Record set

◆ ◆ ◆ ◆

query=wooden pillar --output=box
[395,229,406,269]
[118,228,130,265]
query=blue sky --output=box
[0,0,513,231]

◆ ◆ ◆ ◆

Given exercise
Copy all of the records above line for line, changing nothing.

Reply
query=wooden pillar --output=box
[395,229,406,269]
[118,228,130,265]
query=blue sky --output=box
[0,0,513,231]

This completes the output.